Entries provided
__________
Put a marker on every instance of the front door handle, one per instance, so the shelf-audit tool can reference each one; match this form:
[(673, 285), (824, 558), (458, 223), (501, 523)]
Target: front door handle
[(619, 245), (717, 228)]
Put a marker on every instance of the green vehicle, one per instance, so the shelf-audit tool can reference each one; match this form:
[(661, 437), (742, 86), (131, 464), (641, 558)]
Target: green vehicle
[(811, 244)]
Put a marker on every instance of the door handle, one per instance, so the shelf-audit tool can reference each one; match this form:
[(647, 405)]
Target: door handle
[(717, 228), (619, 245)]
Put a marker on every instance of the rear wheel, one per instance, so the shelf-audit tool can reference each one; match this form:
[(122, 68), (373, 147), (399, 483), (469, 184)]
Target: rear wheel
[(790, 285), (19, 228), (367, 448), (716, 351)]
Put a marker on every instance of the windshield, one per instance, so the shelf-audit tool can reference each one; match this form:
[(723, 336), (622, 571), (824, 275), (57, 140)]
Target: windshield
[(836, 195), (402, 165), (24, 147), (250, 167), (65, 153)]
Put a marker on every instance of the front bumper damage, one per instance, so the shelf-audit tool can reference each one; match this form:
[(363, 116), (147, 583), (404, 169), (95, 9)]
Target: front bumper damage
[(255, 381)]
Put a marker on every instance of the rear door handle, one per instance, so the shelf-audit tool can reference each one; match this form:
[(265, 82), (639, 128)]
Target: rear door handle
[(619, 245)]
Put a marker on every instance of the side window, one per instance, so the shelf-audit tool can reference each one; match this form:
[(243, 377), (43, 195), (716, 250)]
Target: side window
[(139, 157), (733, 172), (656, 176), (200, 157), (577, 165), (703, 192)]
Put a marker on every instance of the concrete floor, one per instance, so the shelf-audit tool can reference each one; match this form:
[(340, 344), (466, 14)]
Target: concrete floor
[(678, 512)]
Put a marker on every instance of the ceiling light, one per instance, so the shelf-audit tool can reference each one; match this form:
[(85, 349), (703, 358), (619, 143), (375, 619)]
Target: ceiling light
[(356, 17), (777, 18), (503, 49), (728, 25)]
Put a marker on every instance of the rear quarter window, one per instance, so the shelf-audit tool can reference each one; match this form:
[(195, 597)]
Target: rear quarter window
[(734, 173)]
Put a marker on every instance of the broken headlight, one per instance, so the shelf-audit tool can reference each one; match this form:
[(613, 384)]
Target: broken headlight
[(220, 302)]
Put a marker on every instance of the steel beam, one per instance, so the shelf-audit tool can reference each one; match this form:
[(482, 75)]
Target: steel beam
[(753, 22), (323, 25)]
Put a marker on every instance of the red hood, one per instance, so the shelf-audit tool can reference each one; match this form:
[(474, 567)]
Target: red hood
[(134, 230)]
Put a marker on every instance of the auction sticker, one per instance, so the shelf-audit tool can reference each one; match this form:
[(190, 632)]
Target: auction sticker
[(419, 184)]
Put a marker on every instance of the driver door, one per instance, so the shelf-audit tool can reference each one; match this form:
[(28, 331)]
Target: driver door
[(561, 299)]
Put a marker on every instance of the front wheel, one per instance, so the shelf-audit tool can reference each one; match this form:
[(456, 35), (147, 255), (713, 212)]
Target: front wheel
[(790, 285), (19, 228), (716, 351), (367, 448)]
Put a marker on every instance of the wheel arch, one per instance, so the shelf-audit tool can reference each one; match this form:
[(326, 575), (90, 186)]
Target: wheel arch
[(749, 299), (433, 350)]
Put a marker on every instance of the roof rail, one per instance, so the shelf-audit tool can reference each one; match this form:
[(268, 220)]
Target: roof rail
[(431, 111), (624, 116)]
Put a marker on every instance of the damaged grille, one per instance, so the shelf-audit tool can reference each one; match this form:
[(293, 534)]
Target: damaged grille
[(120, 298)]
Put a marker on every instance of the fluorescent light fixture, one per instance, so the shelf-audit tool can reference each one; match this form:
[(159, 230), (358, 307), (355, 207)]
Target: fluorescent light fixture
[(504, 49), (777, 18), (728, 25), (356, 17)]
__________
Brief
Please update the material above, replacing "shelf-audit tool" with "inspection tool" wherever it occurs and keeping everything else the same.

Task response
Put a marker on every instance of the front door handle, one per instance, so the inspection tool can reference each one; match this form:
[(673, 285), (824, 558), (458, 223), (501, 523)]
Target: front door handle
[(619, 245), (717, 228)]
Put a marker on every instance of the green vehicle, one per instance, so the inspection tool can reference each one; match this form:
[(661, 437), (742, 86), (131, 464), (641, 558)]
Target: green vehicle
[(811, 244)]
Put a marker on every instance of the door handle, one per instance, so the inspection tool can reference each one; match this form:
[(647, 405)]
Target: door handle
[(717, 228), (619, 245)]
Put a marker on every instance of the rear wheel, one per instance, so the inspection tool can reference each one; match this form:
[(122, 68), (373, 147), (399, 483), (469, 184)]
Target: rear wheel
[(790, 285), (19, 228), (367, 448), (716, 351)]
Put a marker on every instance of the windshield, one per instance, so the inspection tool can reference each one; match this form:
[(723, 336), (622, 571), (824, 275), (57, 140)]
Target: windshield
[(836, 195), (402, 165), (24, 147), (250, 167), (65, 153)]
Put a marker on every instance of the front bumper damage, one per instance, so the inspection tool can reference each one; match this form:
[(363, 116), (147, 583), (404, 169), (95, 9)]
Target: front bumper damage
[(255, 381)]
Put a marker on every instance of the rear door handle, one per instance, so the inspection tool can reference each one; match this form:
[(265, 82), (639, 128)]
Target: rear door handle
[(619, 245)]
Put a marker on every instance of the side window, one per instance, so the inspection tool can reference each one; match this form:
[(243, 377), (43, 195), (716, 250)]
Target: side window
[(139, 157), (733, 172), (656, 176), (200, 157), (577, 165), (703, 192)]
Put a marker on every instance of the concrete floor, one per instance, so the inspection tool can reference each one; match this form:
[(340, 344), (466, 14)]
Target: concrete floor
[(678, 512)]
Put a marker on every instance of the ceiling light, one per instance, so the inspection tool can reference each one; match this form:
[(85, 349), (703, 358), (619, 143), (375, 619)]
Target: ceiling light
[(356, 17), (777, 18), (503, 49), (728, 25)]
Put a marker on every instance of the rear quarter window, one per instance, so the inspection tool can reference each one; match this form:
[(195, 597)]
Target: rear quarter window
[(734, 173)]
Put a marker on every instance of the broken headlight, one per instance, so the inspection tool can reference each one; match this form:
[(613, 384)]
Target: broken headlight
[(220, 302)]
Put a marker on every instance of the steel beam, one per instance, so the inspection tool can reference each one; match this form:
[(482, 75)]
Target: steel beam
[(753, 22), (323, 25)]
Put a marker on every instance of the red hood, one per instance, so the inspection tool can reference each one; match this form:
[(474, 567)]
Target: red hood
[(134, 230)]
Put a marker on every instance of the auction sticker, one per instance, so the inspection tool can reference each one; match this form:
[(190, 632)]
Target: auction sticker
[(419, 184)]
Put a marker on every instance of the driver door, one per instance, so the inspection tool can reference each one; match this form:
[(28, 331)]
Target: driver door
[(561, 299)]
Put a marker on every instance of the front wheel, one per instance, so the inspection tool can reference each one; match this form:
[(456, 35), (147, 255), (713, 212)]
Target: front wheel
[(790, 285), (19, 228), (716, 351), (367, 448)]
Put a marker on every instance of the wheel arch, one per instance, so the inspection tool can reference each one; match this form:
[(326, 575), (90, 186)]
Target: wheel arch
[(749, 299), (433, 350)]
Put a marker on every instance of the roof rail, one per instance, so the inspection tool can reference each one; match this form:
[(268, 220)]
Target: roof rail
[(431, 111), (624, 116)]
Put a marker on every instance of the damaged grille, one per instance, so the inspection tool can reference each one; match this form:
[(293, 534)]
Target: damaged grille
[(120, 298)]
Put a marker on every instance of the fluorescent light fixture, one per instance, so the inspection tool can reference each one; match this form:
[(159, 230), (358, 307), (355, 207)]
Target: fluorescent light fixture
[(504, 49), (777, 18), (728, 25), (356, 17)]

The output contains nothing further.